TASK DIRECTIONS:
Format the lines below as a numbered list, skipping any blank lines, starting from the line with "Annotate each instance of the brown" and continuing up to and including the last line.

[Rows from an object pointing dataset]
::::::::
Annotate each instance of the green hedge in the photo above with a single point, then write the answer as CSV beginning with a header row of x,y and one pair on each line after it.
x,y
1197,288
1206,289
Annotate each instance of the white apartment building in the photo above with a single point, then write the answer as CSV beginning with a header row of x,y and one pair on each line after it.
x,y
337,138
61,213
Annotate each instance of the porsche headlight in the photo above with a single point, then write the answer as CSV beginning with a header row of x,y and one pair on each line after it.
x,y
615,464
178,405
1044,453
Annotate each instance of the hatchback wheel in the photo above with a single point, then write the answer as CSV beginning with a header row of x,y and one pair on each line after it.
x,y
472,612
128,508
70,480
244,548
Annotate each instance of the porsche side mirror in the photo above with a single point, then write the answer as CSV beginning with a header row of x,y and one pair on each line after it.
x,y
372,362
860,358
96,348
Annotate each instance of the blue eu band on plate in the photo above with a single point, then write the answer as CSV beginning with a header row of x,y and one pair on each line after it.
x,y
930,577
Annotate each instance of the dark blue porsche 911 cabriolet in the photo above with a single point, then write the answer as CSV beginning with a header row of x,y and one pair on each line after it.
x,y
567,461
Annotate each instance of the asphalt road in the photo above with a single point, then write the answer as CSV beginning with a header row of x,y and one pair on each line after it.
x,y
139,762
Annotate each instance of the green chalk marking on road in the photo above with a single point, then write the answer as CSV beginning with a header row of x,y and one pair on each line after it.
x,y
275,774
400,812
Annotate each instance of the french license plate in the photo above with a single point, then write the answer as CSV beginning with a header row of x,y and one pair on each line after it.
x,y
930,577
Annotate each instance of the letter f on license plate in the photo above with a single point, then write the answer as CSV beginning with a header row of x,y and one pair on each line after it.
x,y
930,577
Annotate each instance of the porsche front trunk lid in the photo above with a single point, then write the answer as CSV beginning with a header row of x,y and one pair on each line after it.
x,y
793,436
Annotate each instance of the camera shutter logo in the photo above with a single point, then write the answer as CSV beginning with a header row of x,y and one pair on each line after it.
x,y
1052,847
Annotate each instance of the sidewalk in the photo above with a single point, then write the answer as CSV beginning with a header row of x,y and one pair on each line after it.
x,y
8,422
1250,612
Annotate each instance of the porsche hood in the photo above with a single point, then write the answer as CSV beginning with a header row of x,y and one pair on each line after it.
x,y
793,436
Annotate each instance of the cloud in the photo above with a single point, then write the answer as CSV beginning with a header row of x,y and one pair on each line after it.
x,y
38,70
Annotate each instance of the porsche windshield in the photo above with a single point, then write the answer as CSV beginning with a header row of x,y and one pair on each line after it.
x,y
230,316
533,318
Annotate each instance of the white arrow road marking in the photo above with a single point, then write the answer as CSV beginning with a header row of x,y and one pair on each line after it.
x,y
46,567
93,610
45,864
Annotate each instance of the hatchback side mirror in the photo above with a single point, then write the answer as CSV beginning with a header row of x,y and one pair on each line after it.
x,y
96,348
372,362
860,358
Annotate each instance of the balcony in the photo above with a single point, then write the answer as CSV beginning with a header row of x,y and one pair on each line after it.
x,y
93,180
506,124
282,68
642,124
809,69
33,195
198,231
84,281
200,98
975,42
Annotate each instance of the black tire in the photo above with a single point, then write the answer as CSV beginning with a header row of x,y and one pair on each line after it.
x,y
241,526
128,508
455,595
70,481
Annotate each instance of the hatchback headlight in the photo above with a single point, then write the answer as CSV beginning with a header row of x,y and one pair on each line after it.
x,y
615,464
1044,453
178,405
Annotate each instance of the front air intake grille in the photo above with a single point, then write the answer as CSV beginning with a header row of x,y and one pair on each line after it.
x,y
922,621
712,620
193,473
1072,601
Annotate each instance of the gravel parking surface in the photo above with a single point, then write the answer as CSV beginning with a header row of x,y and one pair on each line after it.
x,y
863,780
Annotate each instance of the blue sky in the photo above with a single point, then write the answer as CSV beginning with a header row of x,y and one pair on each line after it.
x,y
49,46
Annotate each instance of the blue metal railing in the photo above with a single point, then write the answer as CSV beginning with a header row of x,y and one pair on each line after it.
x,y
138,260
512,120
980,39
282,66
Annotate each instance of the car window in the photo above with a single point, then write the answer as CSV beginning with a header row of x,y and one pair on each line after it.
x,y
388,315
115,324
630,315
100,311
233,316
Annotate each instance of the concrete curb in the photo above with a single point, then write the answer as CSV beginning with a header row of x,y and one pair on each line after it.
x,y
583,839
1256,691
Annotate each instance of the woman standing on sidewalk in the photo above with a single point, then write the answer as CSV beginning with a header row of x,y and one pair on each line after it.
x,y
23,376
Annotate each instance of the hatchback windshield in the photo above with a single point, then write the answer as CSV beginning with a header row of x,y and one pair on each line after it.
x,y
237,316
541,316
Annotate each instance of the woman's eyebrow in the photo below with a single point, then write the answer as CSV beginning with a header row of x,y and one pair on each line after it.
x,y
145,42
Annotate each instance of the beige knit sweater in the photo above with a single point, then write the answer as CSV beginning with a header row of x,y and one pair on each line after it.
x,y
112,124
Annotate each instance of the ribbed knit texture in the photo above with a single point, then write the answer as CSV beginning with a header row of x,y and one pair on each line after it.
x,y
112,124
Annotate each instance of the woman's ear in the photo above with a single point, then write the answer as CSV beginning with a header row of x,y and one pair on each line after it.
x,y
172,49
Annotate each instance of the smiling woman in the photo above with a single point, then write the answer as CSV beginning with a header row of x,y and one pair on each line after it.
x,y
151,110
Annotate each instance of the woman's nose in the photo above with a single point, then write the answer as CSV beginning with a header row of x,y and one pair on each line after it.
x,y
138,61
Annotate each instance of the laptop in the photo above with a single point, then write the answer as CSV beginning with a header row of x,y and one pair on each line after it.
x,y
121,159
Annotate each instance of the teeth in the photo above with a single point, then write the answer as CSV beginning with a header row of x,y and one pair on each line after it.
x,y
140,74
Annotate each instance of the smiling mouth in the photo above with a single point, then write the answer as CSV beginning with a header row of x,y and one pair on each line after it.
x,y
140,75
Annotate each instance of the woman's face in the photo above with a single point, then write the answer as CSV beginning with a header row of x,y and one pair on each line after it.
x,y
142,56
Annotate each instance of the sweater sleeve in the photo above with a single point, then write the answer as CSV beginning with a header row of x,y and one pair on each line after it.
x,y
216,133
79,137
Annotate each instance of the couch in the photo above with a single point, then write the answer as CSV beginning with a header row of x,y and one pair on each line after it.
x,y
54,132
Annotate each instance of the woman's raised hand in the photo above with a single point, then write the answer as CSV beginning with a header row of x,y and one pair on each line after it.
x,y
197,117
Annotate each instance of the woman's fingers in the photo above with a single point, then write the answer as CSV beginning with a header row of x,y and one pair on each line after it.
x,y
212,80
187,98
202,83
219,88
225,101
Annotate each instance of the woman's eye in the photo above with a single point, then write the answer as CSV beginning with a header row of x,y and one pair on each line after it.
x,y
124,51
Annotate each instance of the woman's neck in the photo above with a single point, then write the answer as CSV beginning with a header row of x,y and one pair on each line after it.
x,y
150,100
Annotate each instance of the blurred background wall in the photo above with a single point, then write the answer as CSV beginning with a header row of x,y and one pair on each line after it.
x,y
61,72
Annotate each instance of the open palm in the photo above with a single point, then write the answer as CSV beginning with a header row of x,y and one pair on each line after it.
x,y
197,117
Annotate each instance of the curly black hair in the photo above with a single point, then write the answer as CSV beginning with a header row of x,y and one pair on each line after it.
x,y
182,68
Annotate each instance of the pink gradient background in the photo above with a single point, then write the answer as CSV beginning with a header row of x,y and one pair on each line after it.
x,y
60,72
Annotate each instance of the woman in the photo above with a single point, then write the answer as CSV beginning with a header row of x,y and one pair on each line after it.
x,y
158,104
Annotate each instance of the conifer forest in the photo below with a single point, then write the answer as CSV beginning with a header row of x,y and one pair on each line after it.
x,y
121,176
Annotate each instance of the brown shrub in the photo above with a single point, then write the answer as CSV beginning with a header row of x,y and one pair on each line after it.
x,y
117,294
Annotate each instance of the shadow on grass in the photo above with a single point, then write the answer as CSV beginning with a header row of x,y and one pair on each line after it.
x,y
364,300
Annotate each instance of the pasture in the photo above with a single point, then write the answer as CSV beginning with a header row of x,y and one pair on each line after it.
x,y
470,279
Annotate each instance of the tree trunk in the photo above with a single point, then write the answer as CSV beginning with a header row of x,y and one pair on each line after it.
::::::::
TASK SOLUTION:
1. Annotate each instance of the brown shrub in the photo above with a single point, then write the answer as CSV beginning with a header row of x,y and one pair on each line after it.
2. x,y
3. 117,294
4. Annotate each instance of the shadow on grass in the photo above with a single point, then write the answer as CSV beginning with a header row of x,y and one pair on each line after it.
5. x,y
6. 364,300
7. Annotate each instance of the pasture in the photo above with a single point, then write the answer as CSV beginning with a header row of x,y and one pair on each line after it.
8. x,y
9. 470,279
10. Annotate each instance of the tree trunk in the photo above with a single point, then write the answer as CSV beginning with a header row of x,y and one pair on each line after it.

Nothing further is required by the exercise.